Task:
Copy out all of the material below with "one point per instance" swapped for "a single point for each instance" and every other word left as it is. Leave out the pictures.
[start]
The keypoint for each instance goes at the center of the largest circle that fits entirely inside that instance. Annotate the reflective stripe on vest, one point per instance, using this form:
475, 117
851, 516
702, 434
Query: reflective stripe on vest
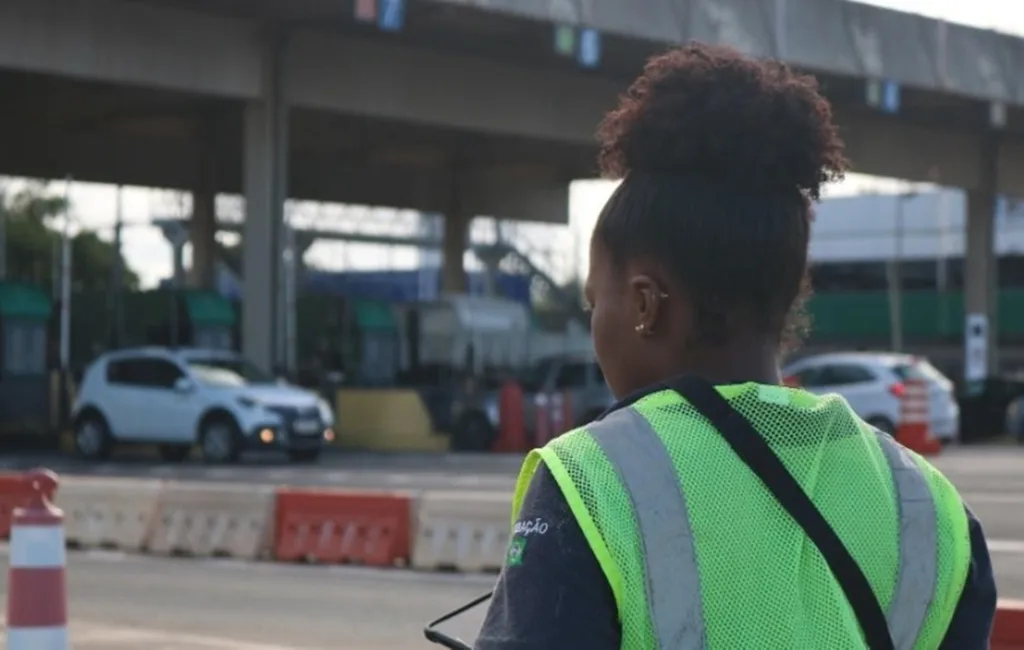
674, 600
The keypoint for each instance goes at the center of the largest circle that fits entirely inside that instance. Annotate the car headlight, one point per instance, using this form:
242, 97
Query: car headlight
249, 402
493, 413
327, 415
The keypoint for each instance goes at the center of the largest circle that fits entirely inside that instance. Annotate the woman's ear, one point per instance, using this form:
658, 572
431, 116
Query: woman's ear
647, 300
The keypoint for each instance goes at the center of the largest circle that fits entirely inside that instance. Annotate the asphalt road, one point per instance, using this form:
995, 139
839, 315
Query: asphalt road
120, 602
990, 478
397, 471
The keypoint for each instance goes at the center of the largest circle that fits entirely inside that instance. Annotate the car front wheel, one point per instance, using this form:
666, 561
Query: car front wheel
92, 437
220, 439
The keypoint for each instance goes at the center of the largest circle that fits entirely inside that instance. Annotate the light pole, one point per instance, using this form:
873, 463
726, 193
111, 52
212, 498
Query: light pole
894, 273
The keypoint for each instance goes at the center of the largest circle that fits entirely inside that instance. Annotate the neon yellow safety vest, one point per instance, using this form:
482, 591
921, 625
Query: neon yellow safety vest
700, 556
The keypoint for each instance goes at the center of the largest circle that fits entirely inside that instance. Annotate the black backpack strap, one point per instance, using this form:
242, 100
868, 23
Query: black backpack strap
755, 451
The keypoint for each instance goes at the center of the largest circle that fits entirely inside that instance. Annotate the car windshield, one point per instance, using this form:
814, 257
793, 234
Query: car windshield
538, 376
920, 370
227, 372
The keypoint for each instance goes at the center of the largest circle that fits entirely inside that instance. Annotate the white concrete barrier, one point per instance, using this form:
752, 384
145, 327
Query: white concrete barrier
461, 531
108, 513
213, 519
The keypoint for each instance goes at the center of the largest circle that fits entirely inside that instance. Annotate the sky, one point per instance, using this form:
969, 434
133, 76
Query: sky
148, 254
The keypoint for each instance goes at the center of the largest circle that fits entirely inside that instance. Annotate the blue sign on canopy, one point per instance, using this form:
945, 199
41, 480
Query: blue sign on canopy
590, 47
392, 15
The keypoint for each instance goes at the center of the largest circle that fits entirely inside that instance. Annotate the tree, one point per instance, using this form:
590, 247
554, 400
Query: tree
33, 246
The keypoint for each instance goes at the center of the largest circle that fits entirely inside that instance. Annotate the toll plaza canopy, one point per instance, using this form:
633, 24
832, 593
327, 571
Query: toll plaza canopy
462, 107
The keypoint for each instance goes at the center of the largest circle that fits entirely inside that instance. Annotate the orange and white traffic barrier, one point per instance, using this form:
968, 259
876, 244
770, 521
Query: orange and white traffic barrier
913, 430
37, 596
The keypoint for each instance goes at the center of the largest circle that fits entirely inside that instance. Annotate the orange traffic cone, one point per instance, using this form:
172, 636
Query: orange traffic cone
37, 597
[end]
Answer for this exercise:
The keypoint for each instance goes at the center of the largest circle that fits entirely inside that instance. Annotate the reflective stripe on vest, a single point for each instance, using this form:
475, 117
851, 516
702, 434
Query: reflective stripe on vest
674, 600
The keypoint for each instance goes at the center of the largest circle that fits entirely inside that instance. Annotate the car headlight, a single point for each instance, using this form:
242, 97
Query: car headlight
249, 402
493, 413
327, 415
The keypoint for each instance goes at the center of the largest circle that fits entirely inside that instance. Annotate the woman's ear, a single point for each instance, using this form:
658, 572
431, 116
Query: woman's ear
647, 300
The keypoint for each instance goes at the center of the largest circle that fits entirely inside that instance. Annotate the asphalt road, a single point for each instance, using this form:
995, 139
839, 315
Query: asphalt road
120, 602
990, 478
397, 471
The keypoint for each instance goes at the center of the largest circle that fits entirely inside that instance. Annotate the car front wheel, a single point for each instance, using this form:
666, 561
Query: car front wheel
92, 437
220, 439
The keypoint for each instance goes at the center of the largest circle that fits entirely inside that instance. Annotate the light pole, a single point for each instance, using this form:
873, 463
726, 193
111, 52
212, 498
Query: light pole
894, 273
The keypoint for each instance goes at the center of the largest circle that fits entirely inside that instance. Annotate the neon yellow safety vest, a single point for each instance, using this form:
482, 591
921, 625
Query: neon yellow safety vest
700, 556
The keypoint for each instance goes at the center of the largest circle that fits entirely inside that instance. Annotate the black backpack strap, a single point for each instance, using this form:
242, 100
868, 23
Query: black backpack strap
755, 451
The keypoint for each instance goes at the center of the largest circle that fits entirely inside that instance. Annotate the car windshield, a single point for each instance, using this form:
814, 257
793, 234
Query: car windshield
538, 376
920, 370
227, 372
The keypoint for each instance goes at the center of the largest circle that fits entirely inside that instance. Annotate the white concrete barrier, a single point for each instance, using this form:
752, 384
145, 327
Query: white concrete barrier
461, 531
108, 513
213, 519
The keypoint for each instance goes at the center of the largest circle that fits entirely inside that instance. Annotate the sky, a single point for each instance, using this form:
969, 434
133, 76
Query: sky
148, 254
The keypoint for each instance goes at the center of the largest circle that fits entirely inside that instance. Annotate the blue sign on canopy, a single point for each instance, using this form:
945, 199
41, 480
Query: blue sign on canopy
590, 47
392, 15
The keypoint for each instance goes at the center of the largest circle that fits entirely inside that instance. Annotate the tree, a single point for each instance, using this form:
590, 247
554, 400
Query: tree
33, 246
The keypoint for each instance goes at the center of the largest circle that fits entirely inside that instance. Annotate the toll plaza canopy, a single point for each instance, using this form:
633, 24
832, 593
327, 571
Query: toll plaza canopy
462, 107
The keypoint for each instance goes at the center of the largest circle that fits entirely inside that instance. Annotate the orange and white traffic barrier, a single point for each instance, using this form:
968, 259
876, 244
770, 521
Query: orange and white traffic barrier
913, 430
37, 596
The keypoint for each instance goes at the center of the largest circle that fits entirely inside that instance. Annotate the orange traffic cone, a single point for each instance, using this form:
172, 636
Query: orange traffic cone
37, 597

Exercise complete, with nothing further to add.